_The task_: Output each entry that follows exactly. Images stay out.

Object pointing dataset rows
----------
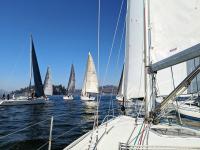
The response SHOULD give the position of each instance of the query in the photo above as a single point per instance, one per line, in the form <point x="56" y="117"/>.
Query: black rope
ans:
<point x="196" y="78"/>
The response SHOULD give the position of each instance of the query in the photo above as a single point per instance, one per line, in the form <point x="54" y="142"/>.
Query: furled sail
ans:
<point x="174" y="27"/>
<point x="134" y="51"/>
<point x="48" y="87"/>
<point x="71" y="82"/>
<point x="90" y="84"/>
<point x="120" y="86"/>
<point x="36" y="73"/>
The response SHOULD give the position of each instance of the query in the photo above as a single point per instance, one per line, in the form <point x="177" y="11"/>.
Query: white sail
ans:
<point x="195" y="84"/>
<point x="48" y="87"/>
<point x="90" y="84"/>
<point x="174" y="27"/>
<point x="134" y="58"/>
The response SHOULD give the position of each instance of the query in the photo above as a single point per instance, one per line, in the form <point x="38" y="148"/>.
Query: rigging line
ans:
<point x="196" y="77"/>
<point x="179" y="116"/>
<point x="112" y="45"/>
<point x="118" y="56"/>
<point x="22" y="129"/>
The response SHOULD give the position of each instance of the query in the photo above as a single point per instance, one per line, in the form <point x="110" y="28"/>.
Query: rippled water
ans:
<point x="71" y="120"/>
<point x="67" y="115"/>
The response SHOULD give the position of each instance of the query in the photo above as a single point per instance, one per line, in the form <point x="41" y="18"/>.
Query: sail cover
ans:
<point x="36" y="73"/>
<point x="48" y="87"/>
<point x="134" y="50"/>
<point x="71" y="82"/>
<point x="120" y="87"/>
<point x="90" y="83"/>
<point x="174" y="27"/>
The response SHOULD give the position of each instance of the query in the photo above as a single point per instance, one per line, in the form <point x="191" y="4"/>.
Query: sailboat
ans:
<point x="119" y="96"/>
<point x="48" y="87"/>
<point x="90" y="83"/>
<point x="70" y="86"/>
<point x="161" y="18"/>
<point x="36" y="95"/>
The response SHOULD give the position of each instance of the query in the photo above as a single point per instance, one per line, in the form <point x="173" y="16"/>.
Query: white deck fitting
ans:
<point x="120" y="130"/>
<point x="23" y="102"/>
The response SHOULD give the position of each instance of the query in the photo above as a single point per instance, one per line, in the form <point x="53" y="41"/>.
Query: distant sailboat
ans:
<point x="71" y="85"/>
<point x="90" y="84"/>
<point x="119" y="96"/>
<point x="37" y="95"/>
<point x="48" y="87"/>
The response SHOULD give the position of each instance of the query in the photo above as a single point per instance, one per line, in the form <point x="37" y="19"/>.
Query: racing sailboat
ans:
<point x="90" y="84"/>
<point x="36" y="95"/>
<point x="162" y="19"/>
<point x="48" y="87"/>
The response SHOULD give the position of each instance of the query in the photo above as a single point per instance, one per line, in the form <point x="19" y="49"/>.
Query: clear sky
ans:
<point x="64" y="31"/>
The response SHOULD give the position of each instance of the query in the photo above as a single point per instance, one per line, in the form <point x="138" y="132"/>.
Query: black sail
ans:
<point x="71" y="82"/>
<point x="36" y="73"/>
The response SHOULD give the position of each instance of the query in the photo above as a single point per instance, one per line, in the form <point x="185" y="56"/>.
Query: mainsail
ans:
<point x="120" y="86"/>
<point x="174" y="27"/>
<point x="71" y="82"/>
<point x="36" y="73"/>
<point x="90" y="84"/>
<point x="134" y="51"/>
<point x="48" y="87"/>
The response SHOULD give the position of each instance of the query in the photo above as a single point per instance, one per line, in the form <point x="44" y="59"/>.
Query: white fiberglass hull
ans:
<point x="123" y="133"/>
<point x="23" y="102"/>
<point x="65" y="97"/>
<point x="190" y="112"/>
<point x="86" y="98"/>
<point x="119" y="98"/>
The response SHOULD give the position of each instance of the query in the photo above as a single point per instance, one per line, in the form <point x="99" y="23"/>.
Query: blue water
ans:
<point x="71" y="120"/>
<point x="75" y="116"/>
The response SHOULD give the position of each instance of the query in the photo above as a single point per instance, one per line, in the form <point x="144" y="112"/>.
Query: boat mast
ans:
<point x="146" y="59"/>
<point x="30" y="63"/>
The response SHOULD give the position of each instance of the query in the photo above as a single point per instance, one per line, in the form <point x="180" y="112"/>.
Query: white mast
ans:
<point x="90" y="84"/>
<point x="30" y="62"/>
<point x="134" y="51"/>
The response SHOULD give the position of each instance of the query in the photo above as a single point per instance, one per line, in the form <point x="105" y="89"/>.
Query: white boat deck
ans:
<point x="123" y="129"/>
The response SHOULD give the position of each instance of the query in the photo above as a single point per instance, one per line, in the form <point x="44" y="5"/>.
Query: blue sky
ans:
<point x="64" y="31"/>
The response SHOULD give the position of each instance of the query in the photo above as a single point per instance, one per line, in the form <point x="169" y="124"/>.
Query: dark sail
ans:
<point x="71" y="82"/>
<point x="36" y="73"/>
<point x="120" y="83"/>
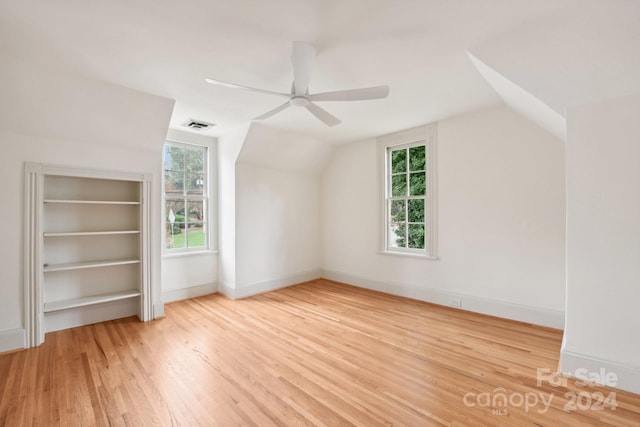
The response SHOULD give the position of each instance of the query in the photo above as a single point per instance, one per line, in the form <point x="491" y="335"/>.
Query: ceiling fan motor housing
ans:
<point x="299" y="101"/>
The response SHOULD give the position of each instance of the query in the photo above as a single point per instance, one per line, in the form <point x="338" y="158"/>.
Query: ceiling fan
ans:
<point x="302" y="60"/>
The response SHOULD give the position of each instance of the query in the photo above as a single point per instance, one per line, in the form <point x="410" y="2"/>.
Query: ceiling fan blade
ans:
<point x="322" y="115"/>
<point x="252" y="89"/>
<point x="363" y="94"/>
<point x="302" y="56"/>
<point x="272" y="112"/>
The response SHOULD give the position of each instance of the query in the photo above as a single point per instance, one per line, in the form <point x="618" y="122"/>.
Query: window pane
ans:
<point x="416" y="236"/>
<point x="398" y="161"/>
<point x="416" y="210"/>
<point x="397" y="213"/>
<point x="173" y="158"/>
<point x="397" y="232"/>
<point x="399" y="185"/>
<point x="195" y="225"/>
<point x="417" y="158"/>
<point x="195" y="183"/>
<point x="196" y="214"/>
<point x="417" y="184"/>
<point x="175" y="229"/>
<point x="196" y="237"/>
<point x="195" y="160"/>
<point x="173" y="183"/>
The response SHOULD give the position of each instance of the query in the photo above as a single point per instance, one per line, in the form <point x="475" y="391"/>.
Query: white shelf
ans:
<point x="92" y="300"/>
<point x="89" y="264"/>
<point x="89" y="233"/>
<point x="90" y="202"/>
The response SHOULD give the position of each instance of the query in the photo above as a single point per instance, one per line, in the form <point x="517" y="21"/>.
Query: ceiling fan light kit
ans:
<point x="302" y="57"/>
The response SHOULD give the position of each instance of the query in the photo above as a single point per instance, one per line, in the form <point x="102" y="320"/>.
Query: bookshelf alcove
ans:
<point x="86" y="248"/>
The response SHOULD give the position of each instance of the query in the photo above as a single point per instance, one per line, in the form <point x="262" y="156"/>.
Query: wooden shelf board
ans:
<point x="89" y="233"/>
<point x="92" y="300"/>
<point x="89" y="264"/>
<point x="90" y="202"/>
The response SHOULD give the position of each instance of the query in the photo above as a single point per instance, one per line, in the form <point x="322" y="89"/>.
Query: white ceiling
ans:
<point x="417" y="47"/>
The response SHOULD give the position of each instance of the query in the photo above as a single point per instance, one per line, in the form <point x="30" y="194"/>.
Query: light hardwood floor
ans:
<point x="319" y="353"/>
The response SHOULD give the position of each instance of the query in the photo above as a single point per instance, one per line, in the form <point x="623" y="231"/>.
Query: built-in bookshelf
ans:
<point x="88" y="253"/>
----------
_Response to the exercise_:
The response SHOULD give the position of each instance of the query in the photo above as a single point per instance, one per line, in the form <point x="56" y="117"/>.
Query: black rope
ans:
<point x="196" y="78"/>
The response SHOULD give the position of each instance of the query in the photo above as a single point per instance, one per line, in the form <point x="54" y="142"/>.
Query: furled sail
ans:
<point x="174" y="27"/>
<point x="134" y="51"/>
<point x="48" y="87"/>
<point x="71" y="82"/>
<point x="90" y="84"/>
<point x="120" y="86"/>
<point x="36" y="73"/>
The response SHOULD give the position of each instance of the query in the photo above as a single point per instance, one per line, in the form <point x="177" y="11"/>.
Query: white sail
ans:
<point x="195" y="84"/>
<point x="48" y="87"/>
<point x="90" y="84"/>
<point x="174" y="27"/>
<point x="134" y="58"/>
The response SHOULD give the position of each instance of the query in the photo above as a single point per instance, one per line, in the form <point x="38" y="148"/>.
Query: rigging line
ans:
<point x="196" y="77"/>
<point x="179" y="116"/>
<point x="112" y="45"/>
<point x="118" y="56"/>
<point x="22" y="129"/>
The response SHOULD give the position of each instance of the query in the photo above as a single point per instance, one per line, in the form <point x="110" y="28"/>.
Query: rippled water
ans:
<point x="71" y="120"/>
<point x="67" y="115"/>
The response SHOULD give the position of each instance of the query in the photo above as a single point per instance, one per line, in the form <point x="41" y="18"/>.
Query: sail cover
ans:
<point x="36" y="73"/>
<point x="48" y="87"/>
<point x="134" y="50"/>
<point x="71" y="82"/>
<point x="120" y="87"/>
<point x="90" y="83"/>
<point x="174" y="27"/>
The response SHOULD give the position of each instance of the query in the photo above as a single point per instance, one per line, in the form <point x="191" y="4"/>.
Query: sailboat
ans:
<point x="119" y="96"/>
<point x="48" y="87"/>
<point x="90" y="83"/>
<point x="70" y="86"/>
<point x="161" y="18"/>
<point x="36" y="95"/>
The response SHOULD give the position of each instance of the query in the photo above as a single point per instance, one per line, in the form <point x="173" y="16"/>.
Query: white deck fitting
ans:
<point x="120" y="130"/>
<point x="23" y="102"/>
The response SHOULD give the position of each instance of the query in the photo above as a single point per instance, one per line, in the form <point x="53" y="41"/>.
Query: distant sailboat
ans:
<point x="71" y="85"/>
<point x="90" y="84"/>
<point x="119" y="96"/>
<point x="37" y="95"/>
<point x="48" y="87"/>
The response SHOULD give the position of each instance of the query in the photo above as a single point per instance, one per line, in the form <point x="37" y="19"/>.
Query: racing sailboat
ans:
<point x="90" y="84"/>
<point x="36" y="95"/>
<point x="162" y="19"/>
<point x="48" y="87"/>
The response SHOULD give the position of each instance of the query in the photo above as a single point per instance, one per line, in the form <point x="19" y="49"/>.
Query: clear sky
ans:
<point x="64" y="31"/>
The response SHOULD give the position of each instance of the query in the photo above as a single point per instance, one per line, in the form <point x="138" y="132"/>.
Query: black sail
ans:
<point x="71" y="82"/>
<point x="36" y="73"/>
The response SHOULD give the position of each instance of the query in the photo above as a single point per instance, one per line, in the form <point x="185" y="56"/>.
Query: mainsail
ans:
<point x="120" y="86"/>
<point x="174" y="27"/>
<point x="71" y="82"/>
<point x="36" y="73"/>
<point x="90" y="84"/>
<point x="134" y="51"/>
<point x="48" y="87"/>
The response SHOULD give the position of each instance of the query in the photo above as a single point per instance, one per line, in the form <point x="44" y="59"/>.
Query: white fiberglass hull
ans:
<point x="123" y="133"/>
<point x="23" y="102"/>
<point x="65" y="97"/>
<point x="190" y="112"/>
<point x="86" y="98"/>
<point x="119" y="98"/>
The response SHOULD give the position of each instance of the query in the photo above as a single point per instance, one per line, in the form <point x="99" y="23"/>.
Query: blue water
ans:
<point x="71" y="120"/>
<point x="75" y="116"/>
The response SHOULD give the position of each instance of the query in the photo above as a single point per instance, one per line, in the form <point x="144" y="112"/>.
Query: boat mast
ans:
<point x="146" y="59"/>
<point x="30" y="63"/>
The response SHOULD give the position of each instance of the query in the photo above as a single point per instance, one per line, in the form <point x="180" y="112"/>.
Query: white mast
ans:
<point x="90" y="84"/>
<point x="30" y="62"/>
<point x="134" y="51"/>
The response SHOULD give the position of each instance of the query in the photo above as a single point per instance, one per line, in the form <point x="105" y="89"/>.
Query: white boat deck
ans:
<point x="123" y="129"/>
The response SHOULD give the position of each instance of the query in the photo above as a single point per instance, one per line, in the form <point x="44" y="5"/>.
Query: blue sky
ans:
<point x="64" y="31"/>
The response SHOULD give the position of each instance of the query in the photo above as a single point per instance, one per line, in the form <point x="169" y="124"/>.
Query: dark sail
ans:
<point x="71" y="82"/>
<point x="36" y="73"/>
<point x="120" y="83"/>
The response SHOULD give the position of each instance of the query in the photo above as a single point per instance, one per line, in the form <point x="491" y="335"/>.
Query: ceiling fan motor housing
ans:
<point x="299" y="101"/>
The response SHOULD give the position of each instance of the query in the photo above as a single point per instance, one per line, in the form <point x="338" y="158"/>.
Query: ceiling fan
ans:
<point x="302" y="60"/>
The response SHOULD give the position of each instance of the query in the photo above as a single point per instance, one per line, in the form <point x="410" y="2"/>.
Query: ceiling fan blade
ans:
<point x="322" y="115"/>
<point x="252" y="89"/>
<point x="363" y="94"/>
<point x="302" y="56"/>
<point x="272" y="112"/>
The response SHOULD give the position of each instance of the query in the photo above as a single point per instance, one per line, in the form <point x="618" y="122"/>.
Query: window pane
ans:
<point x="416" y="236"/>
<point x="398" y="161"/>
<point x="416" y="210"/>
<point x="397" y="213"/>
<point x="173" y="158"/>
<point x="397" y="232"/>
<point x="399" y="185"/>
<point x="195" y="225"/>
<point x="417" y="158"/>
<point x="195" y="183"/>
<point x="196" y="214"/>
<point x="417" y="184"/>
<point x="175" y="229"/>
<point x="196" y="237"/>
<point x="195" y="160"/>
<point x="173" y="183"/>
The response SHOULD give the position of each instance of the query in the photo above as a single point per instance, one per line, in the form <point x="475" y="391"/>.
Query: white shelf
ans:
<point x="92" y="300"/>
<point x="89" y="264"/>
<point x="89" y="233"/>
<point x="90" y="202"/>
The response SHOULD give the position of each instance of the query in the photo above as a single point per instance, one per line, in the form <point x="517" y="21"/>.
Query: ceiling fan light kit
ans:
<point x="302" y="57"/>
The response SHOULD give the position of each instance of the query in the photo above as a single point per instance, one per line, in the form <point x="102" y="320"/>.
Query: bookshelf alcove
ans:
<point x="86" y="248"/>
The response SHOULD give the position of each instance of the query in the photo above as a single point per instance, one per line, in the form <point x="262" y="156"/>.
Query: wooden shelf board
ans:
<point x="89" y="233"/>
<point x="92" y="300"/>
<point x="89" y="264"/>
<point x="90" y="202"/>
The response SHOULD give the position of each instance of the query in the photo above as a single point per instance, one per line, in the form <point x="322" y="89"/>.
Query: white ceiling
ans:
<point x="417" y="47"/>
The response SHOULD give the position of each instance of the query in the photo above as a single point per instance, one per line, in the form <point x="30" y="194"/>.
Query: light hardwood floor
ans:
<point x="319" y="353"/>
The response SHOULD give the position of each instance of the query in the photo above as a single point per instance, one per line, in the form <point x="623" y="231"/>.
Query: built-in bookshelf
ans:
<point x="88" y="253"/>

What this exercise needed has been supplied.